# INSTRUCTION 1
From the bottled water interview, write out the passage starting with "GR: Yeah, I've" and going on through "people are drinking.", word for word.
# INSTRUCTION 2
According to the bottled water interview, roughly what share of the bottled water sold in the U.S. is sourced from tap water supplies?

# SELECTED EXCERPT
DJ: Well, I was interested in, I had been interested before in the controversial issue of water privatization, more broadly and was, as someone concerned, I'm an environmental sociologist, I'm concerned about the relationship between environment and society. I was very interested in what the implications are of the market having more control over different areas of nature. And there were a lot of social movements, very vocal around proposals to or actual plans to privatize drinking water supplies, tap water supplies around the world, and then also in the U.S. And gradually I started realizing that bottled water was kind of a less recognized frontier in this process of increasing private or market control over our increasingly scarce fresh water worldwide. And so I started digging into this process and discovered a whole interesting set of movements that had emerged in response to the growth of this product.

GR: Interesting. Yeah, I want to get into some of those bigger questions in a minute, but let me just kind of lay the groundwork here. First of all, about the water itself. Beyond the packaging, what's the actual difference between most bottled water and tap water?

DJ: It is important to get a handle on what's actually in those bottles. Worldwide, a little less than half of all bottled water on the shelves comes from groundwater in some form, springs or wells. But in the U.S., it's less. In the U.S., many may not be aware, nearly two thirds of the water that's being sold on the shelves that we drink is actually sourced just from tap water supplies, it is extracted from municipal public water systems by bottling companies and often re-filtered, they strip out the minerals. They add their own proprietary mineral mixes, you know, so that Dasani, for example, would taste the same in New York State as it does in Oregon over here, and that's it. Only about a third plus comes from those springs as pristine springs and lakes that you see emblazoned on the labels and so that's a paradox. And the fact bottled water is linked to growing distrust of tap water seems pretty ironic given that fact.

GR: Yeah, I've seen the growing distrust of tap water, and it's a conversation that I have with my son from time to time. Also, for the backdrop here, give me an idea of the recent trajectories of the consumption of bottled water and soda and if you know it, of tap water. I know that bottled water has been going way up and I think soda has been going down. But I don't know if anybody knows how much tap water people are drinking.

# PROVIDED INFORMATION
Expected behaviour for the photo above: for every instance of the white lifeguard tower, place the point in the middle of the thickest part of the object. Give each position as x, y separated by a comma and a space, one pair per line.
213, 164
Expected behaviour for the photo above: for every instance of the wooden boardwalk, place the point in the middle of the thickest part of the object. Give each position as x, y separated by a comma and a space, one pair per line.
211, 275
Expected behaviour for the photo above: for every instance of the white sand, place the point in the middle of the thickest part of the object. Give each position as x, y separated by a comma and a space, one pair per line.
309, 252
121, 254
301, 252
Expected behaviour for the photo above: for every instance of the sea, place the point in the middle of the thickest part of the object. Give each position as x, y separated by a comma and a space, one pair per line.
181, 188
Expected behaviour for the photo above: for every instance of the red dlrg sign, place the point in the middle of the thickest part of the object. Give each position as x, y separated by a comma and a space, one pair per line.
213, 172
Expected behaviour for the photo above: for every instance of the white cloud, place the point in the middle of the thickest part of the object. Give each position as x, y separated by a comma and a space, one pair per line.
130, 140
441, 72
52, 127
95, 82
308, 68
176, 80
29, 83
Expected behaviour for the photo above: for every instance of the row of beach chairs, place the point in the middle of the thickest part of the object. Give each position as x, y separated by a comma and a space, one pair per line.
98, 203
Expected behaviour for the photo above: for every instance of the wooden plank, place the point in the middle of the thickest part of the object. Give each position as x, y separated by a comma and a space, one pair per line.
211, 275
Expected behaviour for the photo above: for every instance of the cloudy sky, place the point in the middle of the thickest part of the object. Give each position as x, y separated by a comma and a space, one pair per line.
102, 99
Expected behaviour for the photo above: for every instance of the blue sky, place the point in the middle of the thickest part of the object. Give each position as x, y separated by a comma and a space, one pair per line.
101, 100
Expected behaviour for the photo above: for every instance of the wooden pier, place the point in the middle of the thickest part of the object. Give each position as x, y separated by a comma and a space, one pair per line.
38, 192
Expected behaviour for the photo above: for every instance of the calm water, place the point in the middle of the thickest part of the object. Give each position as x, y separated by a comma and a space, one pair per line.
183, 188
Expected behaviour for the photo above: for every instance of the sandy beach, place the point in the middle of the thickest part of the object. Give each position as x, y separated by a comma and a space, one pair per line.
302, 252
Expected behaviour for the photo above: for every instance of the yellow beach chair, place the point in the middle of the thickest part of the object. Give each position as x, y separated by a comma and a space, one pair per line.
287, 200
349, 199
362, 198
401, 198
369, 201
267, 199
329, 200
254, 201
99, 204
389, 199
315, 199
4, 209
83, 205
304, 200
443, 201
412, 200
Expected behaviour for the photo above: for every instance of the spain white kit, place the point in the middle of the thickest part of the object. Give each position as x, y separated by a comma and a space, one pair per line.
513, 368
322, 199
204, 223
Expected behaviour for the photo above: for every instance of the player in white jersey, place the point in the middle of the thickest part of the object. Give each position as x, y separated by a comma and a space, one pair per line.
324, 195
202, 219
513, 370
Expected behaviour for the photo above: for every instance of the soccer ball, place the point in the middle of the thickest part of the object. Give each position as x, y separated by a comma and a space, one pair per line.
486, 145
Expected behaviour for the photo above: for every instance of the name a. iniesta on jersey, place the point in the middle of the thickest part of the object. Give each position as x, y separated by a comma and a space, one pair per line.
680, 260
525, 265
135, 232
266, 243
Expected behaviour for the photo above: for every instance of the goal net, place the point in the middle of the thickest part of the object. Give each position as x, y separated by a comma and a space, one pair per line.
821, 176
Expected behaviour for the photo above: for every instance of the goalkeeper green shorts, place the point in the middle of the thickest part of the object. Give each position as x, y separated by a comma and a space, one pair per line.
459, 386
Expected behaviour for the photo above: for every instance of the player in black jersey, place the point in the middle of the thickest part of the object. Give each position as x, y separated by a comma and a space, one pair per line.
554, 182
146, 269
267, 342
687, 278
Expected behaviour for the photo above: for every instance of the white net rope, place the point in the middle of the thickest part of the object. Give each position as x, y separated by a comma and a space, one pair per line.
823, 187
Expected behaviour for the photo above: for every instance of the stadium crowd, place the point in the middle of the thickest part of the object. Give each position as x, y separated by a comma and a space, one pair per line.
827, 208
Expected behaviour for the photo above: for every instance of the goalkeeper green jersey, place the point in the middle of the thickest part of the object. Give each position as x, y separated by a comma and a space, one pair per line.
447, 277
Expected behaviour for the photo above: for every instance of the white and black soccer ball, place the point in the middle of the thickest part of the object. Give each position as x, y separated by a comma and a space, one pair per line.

# EXERCISE RESPONSE 1
GR: Yeah, I've seen the growing distrust of tap water, and it's a conversation that I have with my son from time to time. Also, for the backdrop here, give me an idea of the recent trajectories of the consumption of bottled water and soda and if you know it, of tap water. I know that bottled water has been going way up and I think soda has been going down. But I don't know if anybody knows how much tap water people are drinking.

# EXERCISE RESPONSE 2
Nearly two thirds.